**WORK TO COMPLETE**
Quote every line of the data below word for word, without changing anything.

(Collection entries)
»»
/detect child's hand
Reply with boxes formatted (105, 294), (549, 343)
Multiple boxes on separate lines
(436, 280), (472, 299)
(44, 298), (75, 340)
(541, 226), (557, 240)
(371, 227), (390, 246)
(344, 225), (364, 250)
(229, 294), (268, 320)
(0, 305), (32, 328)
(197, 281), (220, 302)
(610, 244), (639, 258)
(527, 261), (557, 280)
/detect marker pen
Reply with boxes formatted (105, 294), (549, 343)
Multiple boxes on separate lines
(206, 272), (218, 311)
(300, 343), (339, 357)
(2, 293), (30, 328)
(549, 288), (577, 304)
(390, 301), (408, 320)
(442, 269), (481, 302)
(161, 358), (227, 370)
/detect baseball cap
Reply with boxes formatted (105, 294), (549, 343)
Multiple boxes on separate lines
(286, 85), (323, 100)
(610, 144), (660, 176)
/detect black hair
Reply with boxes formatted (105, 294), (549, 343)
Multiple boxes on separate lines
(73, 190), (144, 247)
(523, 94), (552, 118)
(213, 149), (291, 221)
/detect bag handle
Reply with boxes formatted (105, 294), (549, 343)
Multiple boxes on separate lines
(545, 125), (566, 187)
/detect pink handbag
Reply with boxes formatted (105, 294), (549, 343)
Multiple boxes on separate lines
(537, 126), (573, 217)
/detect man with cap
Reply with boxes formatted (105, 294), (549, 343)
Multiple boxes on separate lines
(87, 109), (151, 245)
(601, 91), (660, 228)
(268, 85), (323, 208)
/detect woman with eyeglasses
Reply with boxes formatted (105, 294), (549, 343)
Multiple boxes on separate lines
««
**THE COMPLETED TASK**
/detect child's hand
Reply with boxes formatted (105, 294), (549, 343)
Multiple boxes on separate lines
(436, 280), (472, 299)
(44, 298), (75, 340)
(541, 226), (557, 240)
(371, 227), (390, 246)
(344, 225), (364, 250)
(229, 294), (268, 320)
(0, 305), (32, 328)
(197, 281), (220, 302)
(610, 244), (639, 258)
(527, 261), (557, 280)
/detect marker pen
Reply with boxes formatted (105, 294), (549, 343)
Multiple boxes on separate lines
(206, 272), (218, 311)
(300, 343), (339, 357)
(2, 293), (30, 328)
(549, 288), (577, 304)
(390, 301), (408, 320)
(442, 269), (481, 302)
(161, 358), (227, 370)
/detect baseball cap
Reply with boxes formatted (105, 294), (549, 343)
Multiple boxes on separate lines
(286, 85), (323, 100)
(610, 144), (660, 176)
/detect black hair
Reply with boxes formatted (105, 294), (549, 343)
Multiple boxes on separate lines
(73, 190), (144, 247)
(523, 94), (552, 118)
(213, 149), (291, 221)
/detect bag handle
Reply with boxes formatted (105, 294), (549, 343)
Multiple boxes on separate lines
(545, 125), (566, 187)
/detect pink handbag
Reply with boxes formatted (105, 294), (549, 343)
Multiple boxes on separate lines
(537, 126), (573, 217)
/detect man with cap
Reply with boxes formatted (105, 294), (549, 343)
Multiple boxes on separate lines
(87, 109), (151, 245)
(601, 91), (660, 228)
(268, 85), (323, 208)
/detect woman with eyeglasses
Reply with boxes formatted (105, 294), (549, 343)
Multiple boxes on separate lines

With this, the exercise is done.